### SHORT TASK A
Express the records, from their first line through the line containing "190, 471, 205]]", as a Markdown table with the columns Number and Record line, leaving out blank lines.

==============================

This points to what might be "a fundamental irreconcilability in worldviews," which Marusic suggests was also the case when the world confronted Adolf Hitler's rise to power in Germany. The American president, Franklin D. Roosevelt, immediately recognized that Hitler would inevitably end up on a collision course with the liberal West. As FDR put it in 1933, Hitler would "challenge us," among other reasons, because his "black sorcery appealed to the worst in men," and this appeal could prove an enduring motivation to actions that are otherwise inexplicable.
Marusic's point isn't to draw a facile parallel between Putinism and Nazism. It's simply to suggest that sometimes starting principles and first commitments cannot be bridged through negotiation. If Putin really believes what he said about Russian and Ukrainian history on Monday, then it's possible and even highly likely that no amount of negotiation could lead to a resolution of the conflict that now seems to be hurtling toward all-out war.
That may well be true, though I'd prefer it be used to temper hopes for diplomacy rather than to encourage the scuttling of such efforts altogether. You never know for sure the effort will fail until you try, and keep trying. And as my colleague Noah Millman has recently suggested, the very attempt to avoid conflict can enhance the perceived legitimacy of resorting to force down the road.
So by all means, let's keep talking to Putin. But let's not delude ourselves into thinking we'll be at all likely to bridge the chasm that divides us.

==============================

### SHORT TASK B
In the passage on negotiating with Putin, rewrite the part that opens with the words containing "So by all means, let's" and closes with "that divides us.", changing "chasm" to "gulf".

(Lines of data)
==============================

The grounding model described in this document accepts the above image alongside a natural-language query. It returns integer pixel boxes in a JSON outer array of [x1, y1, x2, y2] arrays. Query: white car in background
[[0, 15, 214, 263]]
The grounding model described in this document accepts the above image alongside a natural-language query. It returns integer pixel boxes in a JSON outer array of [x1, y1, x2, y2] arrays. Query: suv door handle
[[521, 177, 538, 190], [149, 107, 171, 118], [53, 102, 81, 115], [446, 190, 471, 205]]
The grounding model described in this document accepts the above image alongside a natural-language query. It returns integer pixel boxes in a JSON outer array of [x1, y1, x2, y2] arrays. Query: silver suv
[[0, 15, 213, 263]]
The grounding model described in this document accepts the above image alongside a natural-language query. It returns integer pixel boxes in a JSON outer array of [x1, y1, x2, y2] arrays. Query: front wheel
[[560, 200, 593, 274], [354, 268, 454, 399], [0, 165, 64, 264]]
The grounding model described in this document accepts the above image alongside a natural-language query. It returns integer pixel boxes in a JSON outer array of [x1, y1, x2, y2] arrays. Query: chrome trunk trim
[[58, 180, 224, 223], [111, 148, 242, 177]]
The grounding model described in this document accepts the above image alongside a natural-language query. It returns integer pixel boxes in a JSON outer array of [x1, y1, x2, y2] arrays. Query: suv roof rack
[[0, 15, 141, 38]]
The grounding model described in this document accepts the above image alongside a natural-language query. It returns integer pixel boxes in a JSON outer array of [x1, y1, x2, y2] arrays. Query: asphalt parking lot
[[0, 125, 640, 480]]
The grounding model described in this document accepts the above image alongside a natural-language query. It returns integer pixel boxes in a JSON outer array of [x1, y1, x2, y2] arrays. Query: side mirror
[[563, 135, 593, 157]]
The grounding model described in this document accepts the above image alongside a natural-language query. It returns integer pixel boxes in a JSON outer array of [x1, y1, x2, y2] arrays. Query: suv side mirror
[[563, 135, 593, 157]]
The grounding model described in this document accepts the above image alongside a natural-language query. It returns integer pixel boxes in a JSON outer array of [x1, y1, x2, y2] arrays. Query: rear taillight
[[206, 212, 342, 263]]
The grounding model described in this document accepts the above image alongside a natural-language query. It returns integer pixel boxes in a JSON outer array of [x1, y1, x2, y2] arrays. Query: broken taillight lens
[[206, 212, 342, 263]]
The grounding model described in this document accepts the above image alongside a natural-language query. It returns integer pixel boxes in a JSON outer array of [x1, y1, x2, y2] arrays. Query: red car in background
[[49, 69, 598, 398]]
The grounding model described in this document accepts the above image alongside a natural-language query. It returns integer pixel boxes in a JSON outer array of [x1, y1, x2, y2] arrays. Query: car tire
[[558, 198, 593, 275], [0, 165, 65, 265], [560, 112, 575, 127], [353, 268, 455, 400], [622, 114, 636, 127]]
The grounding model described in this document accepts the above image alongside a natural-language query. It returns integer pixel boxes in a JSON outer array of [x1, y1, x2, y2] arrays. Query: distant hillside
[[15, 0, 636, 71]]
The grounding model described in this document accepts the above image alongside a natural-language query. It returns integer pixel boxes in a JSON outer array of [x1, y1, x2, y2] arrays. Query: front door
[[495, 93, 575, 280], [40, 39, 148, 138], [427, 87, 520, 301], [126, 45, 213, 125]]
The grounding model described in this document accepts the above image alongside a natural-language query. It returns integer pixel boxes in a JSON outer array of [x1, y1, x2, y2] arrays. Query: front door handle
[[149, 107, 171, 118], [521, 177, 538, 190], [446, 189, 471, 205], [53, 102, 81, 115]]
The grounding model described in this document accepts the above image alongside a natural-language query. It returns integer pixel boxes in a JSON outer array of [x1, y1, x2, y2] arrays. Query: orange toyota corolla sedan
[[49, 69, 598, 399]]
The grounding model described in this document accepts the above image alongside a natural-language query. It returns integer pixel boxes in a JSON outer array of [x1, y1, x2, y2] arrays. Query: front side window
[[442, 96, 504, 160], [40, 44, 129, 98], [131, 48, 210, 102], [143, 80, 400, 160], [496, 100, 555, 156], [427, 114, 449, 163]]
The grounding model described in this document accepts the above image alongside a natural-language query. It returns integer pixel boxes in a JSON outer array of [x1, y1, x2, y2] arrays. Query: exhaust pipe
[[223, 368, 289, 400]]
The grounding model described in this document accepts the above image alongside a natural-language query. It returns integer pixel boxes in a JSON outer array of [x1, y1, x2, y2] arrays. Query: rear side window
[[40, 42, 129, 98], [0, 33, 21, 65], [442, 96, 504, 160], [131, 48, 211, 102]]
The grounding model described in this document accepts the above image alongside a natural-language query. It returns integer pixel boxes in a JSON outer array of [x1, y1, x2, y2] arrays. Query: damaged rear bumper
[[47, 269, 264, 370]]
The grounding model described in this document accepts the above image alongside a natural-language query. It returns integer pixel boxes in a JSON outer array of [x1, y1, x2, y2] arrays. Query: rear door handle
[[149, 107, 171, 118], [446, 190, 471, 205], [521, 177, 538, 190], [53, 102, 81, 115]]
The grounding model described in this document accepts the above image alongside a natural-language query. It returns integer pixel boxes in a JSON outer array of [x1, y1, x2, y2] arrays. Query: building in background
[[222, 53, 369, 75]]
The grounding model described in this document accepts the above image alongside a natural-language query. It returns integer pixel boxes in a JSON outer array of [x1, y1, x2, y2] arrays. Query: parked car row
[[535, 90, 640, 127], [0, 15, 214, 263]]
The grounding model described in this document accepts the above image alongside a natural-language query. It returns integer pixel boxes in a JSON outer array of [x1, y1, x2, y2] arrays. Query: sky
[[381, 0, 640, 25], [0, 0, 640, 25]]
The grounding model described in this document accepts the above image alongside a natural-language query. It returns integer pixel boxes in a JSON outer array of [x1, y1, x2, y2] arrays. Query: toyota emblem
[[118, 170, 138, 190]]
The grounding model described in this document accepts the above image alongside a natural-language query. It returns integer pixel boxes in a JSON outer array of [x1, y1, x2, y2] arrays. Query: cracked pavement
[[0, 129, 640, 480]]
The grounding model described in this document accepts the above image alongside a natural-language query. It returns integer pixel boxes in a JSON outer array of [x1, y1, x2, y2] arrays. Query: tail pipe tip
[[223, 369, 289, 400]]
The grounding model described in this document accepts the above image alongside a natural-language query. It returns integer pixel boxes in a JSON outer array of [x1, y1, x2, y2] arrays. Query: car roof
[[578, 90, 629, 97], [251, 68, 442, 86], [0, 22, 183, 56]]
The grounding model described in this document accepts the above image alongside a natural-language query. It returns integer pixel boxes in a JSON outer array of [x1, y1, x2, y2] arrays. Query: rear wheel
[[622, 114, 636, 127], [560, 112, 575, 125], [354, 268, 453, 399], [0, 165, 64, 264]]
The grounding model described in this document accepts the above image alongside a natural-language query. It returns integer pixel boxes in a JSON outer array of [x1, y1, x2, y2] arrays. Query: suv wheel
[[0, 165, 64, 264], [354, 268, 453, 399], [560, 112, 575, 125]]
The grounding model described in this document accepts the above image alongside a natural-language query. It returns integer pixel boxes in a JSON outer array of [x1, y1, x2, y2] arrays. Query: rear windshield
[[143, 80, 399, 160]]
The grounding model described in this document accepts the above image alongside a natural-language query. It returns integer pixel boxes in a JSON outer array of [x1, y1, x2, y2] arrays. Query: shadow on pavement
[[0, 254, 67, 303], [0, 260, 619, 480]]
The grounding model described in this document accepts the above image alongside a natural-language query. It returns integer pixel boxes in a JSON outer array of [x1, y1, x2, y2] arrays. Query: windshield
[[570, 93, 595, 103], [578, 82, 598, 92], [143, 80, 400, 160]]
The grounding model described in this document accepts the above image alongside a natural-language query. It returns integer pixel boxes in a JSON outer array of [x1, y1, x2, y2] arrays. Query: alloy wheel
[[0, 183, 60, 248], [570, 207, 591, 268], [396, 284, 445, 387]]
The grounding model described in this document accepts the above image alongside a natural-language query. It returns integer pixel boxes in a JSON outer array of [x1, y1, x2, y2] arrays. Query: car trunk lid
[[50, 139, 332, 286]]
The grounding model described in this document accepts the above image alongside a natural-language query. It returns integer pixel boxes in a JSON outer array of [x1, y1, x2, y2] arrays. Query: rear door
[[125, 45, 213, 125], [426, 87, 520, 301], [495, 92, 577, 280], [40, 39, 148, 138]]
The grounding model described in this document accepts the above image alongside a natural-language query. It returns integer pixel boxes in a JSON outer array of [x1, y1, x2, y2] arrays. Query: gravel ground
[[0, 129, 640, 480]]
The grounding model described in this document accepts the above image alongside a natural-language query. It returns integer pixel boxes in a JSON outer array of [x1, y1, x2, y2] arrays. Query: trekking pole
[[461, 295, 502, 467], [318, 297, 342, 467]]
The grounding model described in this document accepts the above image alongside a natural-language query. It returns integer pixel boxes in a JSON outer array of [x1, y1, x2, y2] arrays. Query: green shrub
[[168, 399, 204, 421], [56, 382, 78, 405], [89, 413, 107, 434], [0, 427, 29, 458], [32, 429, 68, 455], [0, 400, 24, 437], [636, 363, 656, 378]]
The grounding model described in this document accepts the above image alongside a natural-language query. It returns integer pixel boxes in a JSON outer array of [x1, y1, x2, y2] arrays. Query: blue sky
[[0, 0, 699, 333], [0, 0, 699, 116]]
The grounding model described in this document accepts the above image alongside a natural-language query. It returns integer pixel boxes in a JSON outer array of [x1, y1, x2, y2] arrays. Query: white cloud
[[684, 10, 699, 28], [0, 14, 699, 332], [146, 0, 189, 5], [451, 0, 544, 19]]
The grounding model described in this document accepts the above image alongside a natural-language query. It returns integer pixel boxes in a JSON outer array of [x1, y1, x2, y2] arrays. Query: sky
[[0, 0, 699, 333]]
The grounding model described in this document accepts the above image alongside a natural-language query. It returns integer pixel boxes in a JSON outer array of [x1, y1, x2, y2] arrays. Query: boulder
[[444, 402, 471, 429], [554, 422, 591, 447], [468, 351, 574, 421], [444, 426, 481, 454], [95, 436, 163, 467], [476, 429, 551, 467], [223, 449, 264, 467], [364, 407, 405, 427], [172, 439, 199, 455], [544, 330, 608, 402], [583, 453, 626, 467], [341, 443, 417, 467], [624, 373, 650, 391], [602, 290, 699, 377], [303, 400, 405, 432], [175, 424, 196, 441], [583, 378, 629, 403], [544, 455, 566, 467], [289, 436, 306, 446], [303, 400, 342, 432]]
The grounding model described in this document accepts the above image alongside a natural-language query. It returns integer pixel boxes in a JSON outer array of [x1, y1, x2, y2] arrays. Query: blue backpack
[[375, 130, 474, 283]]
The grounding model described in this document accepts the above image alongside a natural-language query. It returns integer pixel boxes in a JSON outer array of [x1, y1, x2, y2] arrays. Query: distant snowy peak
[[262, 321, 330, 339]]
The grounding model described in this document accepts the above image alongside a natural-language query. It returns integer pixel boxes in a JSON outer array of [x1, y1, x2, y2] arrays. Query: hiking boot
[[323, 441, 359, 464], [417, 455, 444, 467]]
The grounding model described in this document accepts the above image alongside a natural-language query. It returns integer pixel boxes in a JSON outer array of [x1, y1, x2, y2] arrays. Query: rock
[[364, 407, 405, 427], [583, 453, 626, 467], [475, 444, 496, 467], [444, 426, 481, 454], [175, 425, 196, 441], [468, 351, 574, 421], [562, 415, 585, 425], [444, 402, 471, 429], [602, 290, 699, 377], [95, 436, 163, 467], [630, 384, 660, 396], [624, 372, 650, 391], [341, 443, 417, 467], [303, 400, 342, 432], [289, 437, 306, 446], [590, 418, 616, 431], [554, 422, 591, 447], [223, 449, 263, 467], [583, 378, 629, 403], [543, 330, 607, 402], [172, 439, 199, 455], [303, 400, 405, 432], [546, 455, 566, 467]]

==============================

### FULL SOLUTION A
| Number | Record line |
|---|---|
| 1 | The grounding model described in this document accepts the above image alongside a natural-language query. It returns integer pixel boxes in a JSON outer array of [x1, y1, x2, y2] arrays. Query: white car in background |
| 2 | [[0, 15, 214, 263]] |
| 3 | The grounding model described in this document accepts the above image alongside a natural-language query. It returns integer pixel boxes in a JSON outer array of [x1, y1, x2, y2] arrays. Query: suv door handle |
| 4 | [[521, 177, 538, 190], [149, 107, 171, 118], [53, 102, 81, 115], [446, 190, 471, 205]] |

### FULL SOLUTION B
So by all means, let's keep talking to Putin. But let's not delude ourselves into thinking we'll be at all likely to bridge the gulf that divides us.